[GIVEN TEXT — start]
Hungary has been aptly compared to an old feudal castle, with its donjons and moats, its battlements and portcullis, which the modern reformers wished to transform at once into an elegant and convenient modern habitation. The first step necessary in so sweeping a reform was to level it with the ground; and those who had made this rash attempt soon found that they had miscalculated the strength of the antique and massive pile. They succeeded only in pulling down some of the outworks upon their own heads. Among these classes so widely separated, among races that are foreign, and even hostile, to each other, with different religions, different tongues, and different civilizations, it was vain to think of introducing the modern ideas of democracy and equality; and the Magyars themselves have never attempted it.

The Magyars inhabit chiefly the central and eastern portions of Hungary, having the Slowacks on the north, the Wallachians on the east, and the Croatians and other Illyro-Sclavonians on the south. The great estates of their titled nobles, or magnates, as they are called, extend over every portion of the country, as the other races, till quite recently, owned little or no land in Hungary proper, except in the free cities, where the land had been freed by purchase, or released from feudal obligations by the favor of the crown. It is estimated by the latest statisticians, that the nobles, who are all Magyars, number at least 600,000, including women and children, so that one seventh part of this dominant race enjoy the privileges of rank; but the magnates do not exceed two hundred in number, most of whom own vast possessions. The untitled nobility have the entire control of the lower house, or second table, as it is called, in the general Diet, this house being composed chiefly of representatives from the county assemblies, and the affairs of the counties, (comitats,)
[GIVEN TEXT — finish]
[RAW DATA — start]
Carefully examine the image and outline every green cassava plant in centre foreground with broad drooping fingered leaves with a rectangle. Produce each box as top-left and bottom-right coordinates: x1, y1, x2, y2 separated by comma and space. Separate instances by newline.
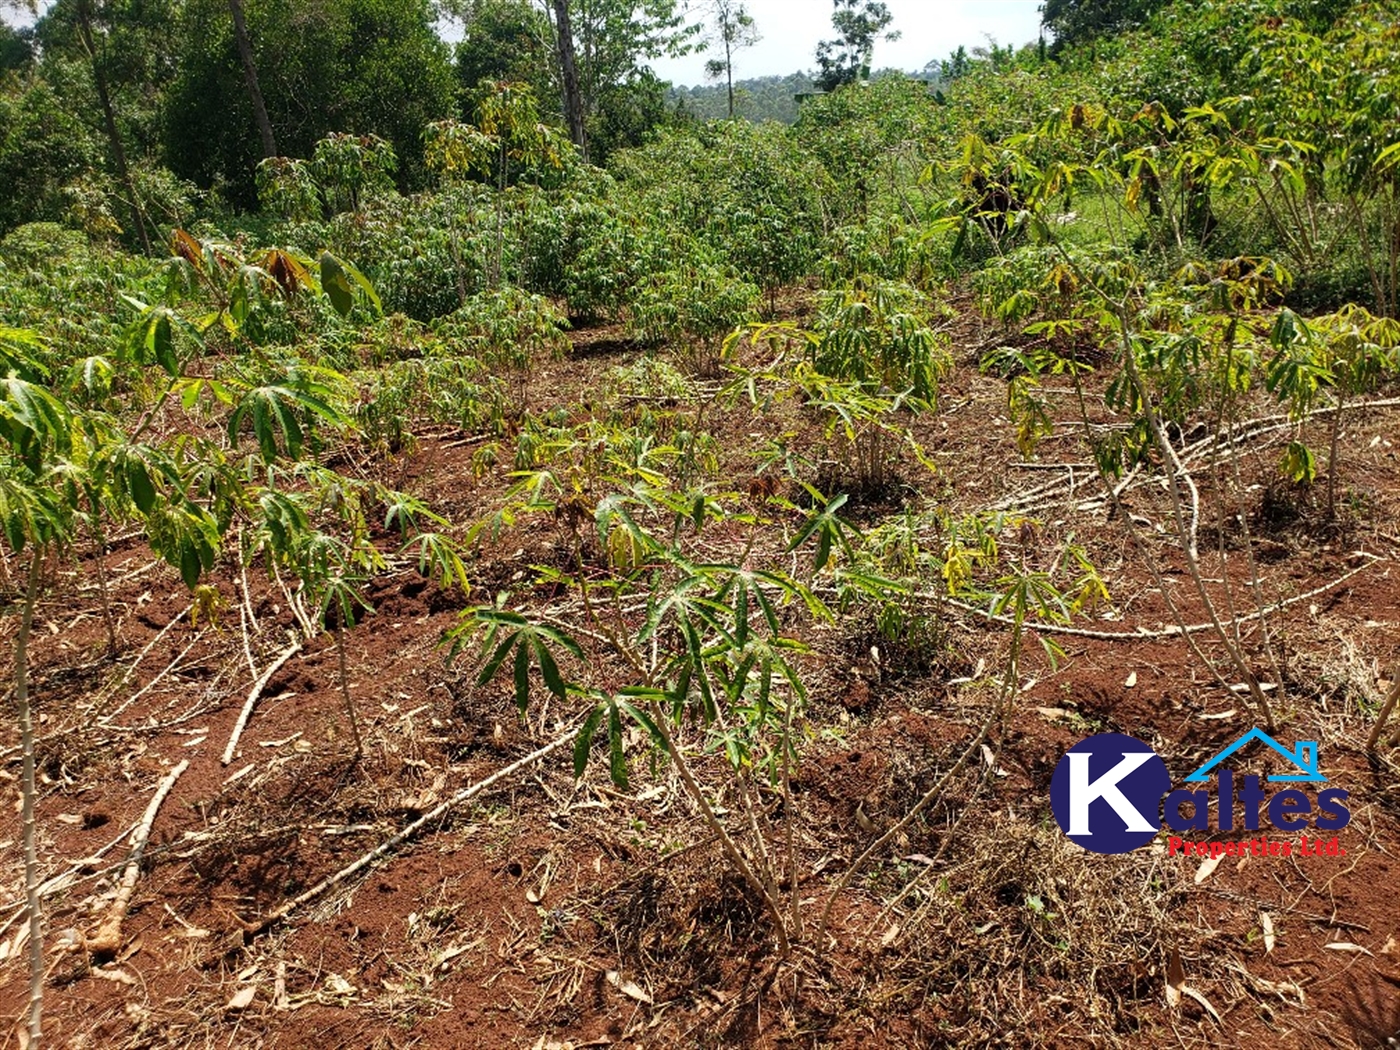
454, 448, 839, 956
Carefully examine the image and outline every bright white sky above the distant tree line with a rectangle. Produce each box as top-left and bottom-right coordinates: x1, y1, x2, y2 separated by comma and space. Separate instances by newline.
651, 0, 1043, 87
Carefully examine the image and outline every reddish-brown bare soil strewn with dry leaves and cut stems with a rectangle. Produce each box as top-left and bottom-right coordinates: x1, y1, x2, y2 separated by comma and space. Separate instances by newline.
[RAW DATA — finish]
> WHAT YOU SHOULD DO: Reproduce word for word the part of the passage on Hungary that opens with the words containing "Hungary has been" and closes with "never attempted it.". The data is unrelated to the text on Hungary and stands as its own material.

> OUTPUT:
Hungary has been aptly compared to an old feudal castle, with its donjons and moats, its battlements and portcullis, which the modern reformers wished to transform at once into an elegant and convenient modern habitation. The first step necessary in so sweeping a reform was to level it with the ground; and those who had made this rash attempt soon found that they had miscalculated the strength of the antique and massive pile. They succeeded only in pulling down some of the outworks upon their own heads. Among these classes so widely separated, among races that are foreign, and even hostile, to each other, with different religions, different tongues, and different civilizations, it was vain to think of introducing the modern ideas of democracy and equality; and the Magyars themselves have never attempted it.